→ **Problem to work on**:
Skip every picture, and output exactly the lines starting at the one with "point: locomotive number" and running through the last line of the material below.

===== Provided information

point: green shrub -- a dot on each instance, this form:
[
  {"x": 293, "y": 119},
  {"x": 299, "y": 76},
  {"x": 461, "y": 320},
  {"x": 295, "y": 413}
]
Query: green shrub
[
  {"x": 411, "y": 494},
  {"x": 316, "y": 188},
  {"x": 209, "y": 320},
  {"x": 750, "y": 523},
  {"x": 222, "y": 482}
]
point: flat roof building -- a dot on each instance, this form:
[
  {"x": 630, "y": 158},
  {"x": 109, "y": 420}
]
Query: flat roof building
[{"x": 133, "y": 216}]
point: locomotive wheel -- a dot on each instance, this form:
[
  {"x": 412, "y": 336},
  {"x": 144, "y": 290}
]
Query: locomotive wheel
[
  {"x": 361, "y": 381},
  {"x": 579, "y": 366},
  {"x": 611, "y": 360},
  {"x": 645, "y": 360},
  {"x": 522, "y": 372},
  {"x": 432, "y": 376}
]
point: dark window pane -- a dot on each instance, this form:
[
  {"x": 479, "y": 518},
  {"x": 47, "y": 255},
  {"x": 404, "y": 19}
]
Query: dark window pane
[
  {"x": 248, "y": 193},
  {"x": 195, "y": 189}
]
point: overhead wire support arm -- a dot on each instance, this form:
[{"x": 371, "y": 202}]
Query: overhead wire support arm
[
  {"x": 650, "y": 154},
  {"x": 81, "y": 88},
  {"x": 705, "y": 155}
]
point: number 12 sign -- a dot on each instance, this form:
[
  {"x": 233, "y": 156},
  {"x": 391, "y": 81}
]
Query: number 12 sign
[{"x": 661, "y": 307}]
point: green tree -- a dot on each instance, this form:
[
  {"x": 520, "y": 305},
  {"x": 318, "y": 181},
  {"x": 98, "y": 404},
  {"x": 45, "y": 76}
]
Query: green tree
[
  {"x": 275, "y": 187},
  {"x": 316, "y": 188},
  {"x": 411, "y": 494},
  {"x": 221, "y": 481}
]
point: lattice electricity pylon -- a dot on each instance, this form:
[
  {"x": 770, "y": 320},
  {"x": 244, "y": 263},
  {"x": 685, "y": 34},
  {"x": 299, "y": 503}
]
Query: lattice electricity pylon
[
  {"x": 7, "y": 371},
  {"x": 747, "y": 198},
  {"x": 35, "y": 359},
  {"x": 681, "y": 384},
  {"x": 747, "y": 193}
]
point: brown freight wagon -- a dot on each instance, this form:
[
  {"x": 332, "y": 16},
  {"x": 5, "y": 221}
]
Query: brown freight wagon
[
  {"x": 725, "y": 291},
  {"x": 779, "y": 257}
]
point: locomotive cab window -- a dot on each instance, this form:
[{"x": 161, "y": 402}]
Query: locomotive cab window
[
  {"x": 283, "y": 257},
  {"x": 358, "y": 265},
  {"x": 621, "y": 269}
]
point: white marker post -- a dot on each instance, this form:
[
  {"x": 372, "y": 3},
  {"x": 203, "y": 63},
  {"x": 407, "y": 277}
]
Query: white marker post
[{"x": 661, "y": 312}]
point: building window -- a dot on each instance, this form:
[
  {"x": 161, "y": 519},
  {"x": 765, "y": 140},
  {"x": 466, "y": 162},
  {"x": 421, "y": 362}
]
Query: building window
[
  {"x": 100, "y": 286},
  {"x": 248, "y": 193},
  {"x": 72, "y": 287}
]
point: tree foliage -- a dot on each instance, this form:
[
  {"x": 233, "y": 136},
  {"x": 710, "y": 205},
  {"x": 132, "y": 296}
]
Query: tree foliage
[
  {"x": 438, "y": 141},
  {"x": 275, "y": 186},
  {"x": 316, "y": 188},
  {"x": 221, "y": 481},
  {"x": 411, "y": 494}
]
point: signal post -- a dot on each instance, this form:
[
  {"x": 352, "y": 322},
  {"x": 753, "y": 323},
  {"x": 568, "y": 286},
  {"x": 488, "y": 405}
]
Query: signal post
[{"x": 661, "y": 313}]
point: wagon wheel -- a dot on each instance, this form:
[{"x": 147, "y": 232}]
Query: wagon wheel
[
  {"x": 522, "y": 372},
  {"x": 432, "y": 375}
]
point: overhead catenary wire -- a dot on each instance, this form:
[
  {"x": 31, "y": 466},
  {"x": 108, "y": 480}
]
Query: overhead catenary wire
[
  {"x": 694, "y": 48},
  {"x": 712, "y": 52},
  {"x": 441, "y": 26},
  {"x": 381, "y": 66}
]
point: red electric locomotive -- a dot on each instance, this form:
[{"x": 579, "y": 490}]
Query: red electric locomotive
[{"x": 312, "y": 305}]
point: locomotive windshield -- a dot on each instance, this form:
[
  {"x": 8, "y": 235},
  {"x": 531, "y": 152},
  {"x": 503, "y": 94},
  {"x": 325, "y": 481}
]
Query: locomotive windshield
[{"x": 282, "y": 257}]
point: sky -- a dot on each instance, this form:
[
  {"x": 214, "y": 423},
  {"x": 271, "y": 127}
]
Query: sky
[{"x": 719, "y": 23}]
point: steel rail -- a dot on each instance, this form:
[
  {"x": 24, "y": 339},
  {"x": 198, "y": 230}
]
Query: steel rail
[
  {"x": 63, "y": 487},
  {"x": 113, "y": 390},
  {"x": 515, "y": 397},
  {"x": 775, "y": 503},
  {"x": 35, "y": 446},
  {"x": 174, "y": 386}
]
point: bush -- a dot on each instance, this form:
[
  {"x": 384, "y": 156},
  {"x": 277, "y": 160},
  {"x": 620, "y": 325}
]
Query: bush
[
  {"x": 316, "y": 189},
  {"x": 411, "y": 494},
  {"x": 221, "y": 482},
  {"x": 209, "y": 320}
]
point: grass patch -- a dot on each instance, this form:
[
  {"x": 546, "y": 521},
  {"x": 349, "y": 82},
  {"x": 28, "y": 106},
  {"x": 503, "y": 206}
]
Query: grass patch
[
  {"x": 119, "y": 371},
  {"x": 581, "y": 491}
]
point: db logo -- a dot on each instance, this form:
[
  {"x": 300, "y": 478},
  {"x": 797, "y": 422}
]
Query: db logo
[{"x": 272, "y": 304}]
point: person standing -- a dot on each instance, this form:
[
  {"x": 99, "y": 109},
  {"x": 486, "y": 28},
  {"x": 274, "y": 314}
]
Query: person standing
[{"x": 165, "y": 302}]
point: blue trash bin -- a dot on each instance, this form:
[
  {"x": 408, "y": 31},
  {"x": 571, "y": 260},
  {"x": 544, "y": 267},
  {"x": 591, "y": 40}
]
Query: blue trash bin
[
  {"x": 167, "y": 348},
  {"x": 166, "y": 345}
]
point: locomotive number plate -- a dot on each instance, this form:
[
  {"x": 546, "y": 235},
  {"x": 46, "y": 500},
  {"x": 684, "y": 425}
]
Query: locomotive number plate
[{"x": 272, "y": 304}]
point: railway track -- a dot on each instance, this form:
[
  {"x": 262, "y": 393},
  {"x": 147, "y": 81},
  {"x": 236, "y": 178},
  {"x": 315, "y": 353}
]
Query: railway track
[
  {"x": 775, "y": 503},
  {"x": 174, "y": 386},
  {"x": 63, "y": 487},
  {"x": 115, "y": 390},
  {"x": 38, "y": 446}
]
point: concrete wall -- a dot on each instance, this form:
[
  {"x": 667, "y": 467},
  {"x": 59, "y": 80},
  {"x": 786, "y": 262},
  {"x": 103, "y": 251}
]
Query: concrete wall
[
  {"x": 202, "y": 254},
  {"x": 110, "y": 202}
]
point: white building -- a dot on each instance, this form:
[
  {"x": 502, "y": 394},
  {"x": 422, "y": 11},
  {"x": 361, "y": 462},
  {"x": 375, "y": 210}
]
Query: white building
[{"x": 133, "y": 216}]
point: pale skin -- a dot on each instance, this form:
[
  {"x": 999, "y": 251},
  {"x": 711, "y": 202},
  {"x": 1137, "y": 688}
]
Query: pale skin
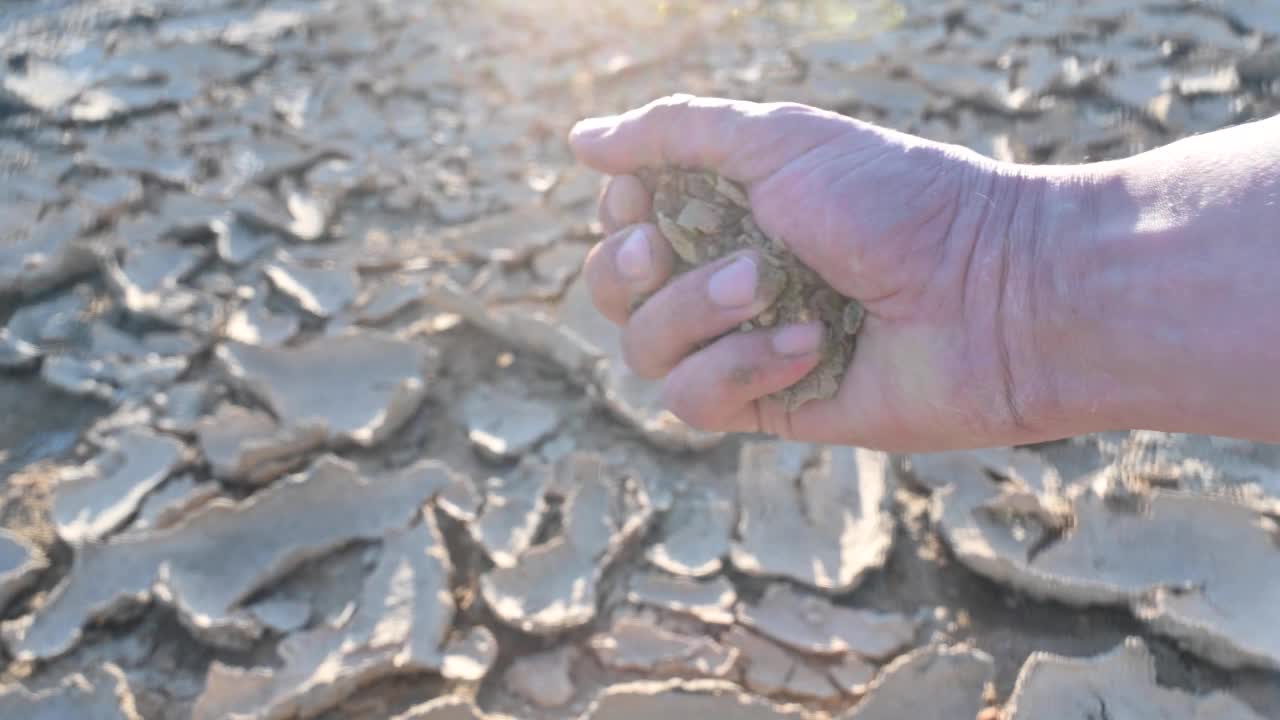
[{"x": 1006, "y": 304}]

==========

→ **Correct output**:
point: locomotive number plate -- a dot on each instance, this form:
[
  {"x": 546, "y": 235},
  {"x": 46, "y": 500},
  {"x": 684, "y": 425}
]
Query: locomotive number plate
[{"x": 272, "y": 304}]
point: railway track -- a dot on each instance, this form:
[
  {"x": 262, "y": 393},
  {"x": 147, "y": 81},
  {"x": 236, "y": 178},
  {"x": 315, "y": 353}
]
Query: railway track
[
  {"x": 775, "y": 503},
  {"x": 174, "y": 386},
  {"x": 63, "y": 487},
  {"x": 115, "y": 390},
  {"x": 38, "y": 446}
]
point: concrete wall -- a dot on each instance, this form:
[
  {"x": 667, "y": 467},
  {"x": 59, "y": 80},
  {"x": 786, "y": 262},
  {"x": 103, "y": 251}
]
Query: concrete wall
[
  {"x": 202, "y": 254},
  {"x": 110, "y": 202}
]
point: white building -- a dot on each instance, this form:
[
  {"x": 502, "y": 394},
  {"x": 422, "y": 11},
  {"x": 361, "y": 462},
  {"x": 375, "y": 210}
]
Query: white building
[{"x": 133, "y": 216}]
point: pale skin -- a dot on each instance, this form:
[
  {"x": 999, "y": 251},
  {"x": 711, "y": 202},
  {"x": 1137, "y": 688}
]
Query: pale skin
[{"x": 1006, "y": 304}]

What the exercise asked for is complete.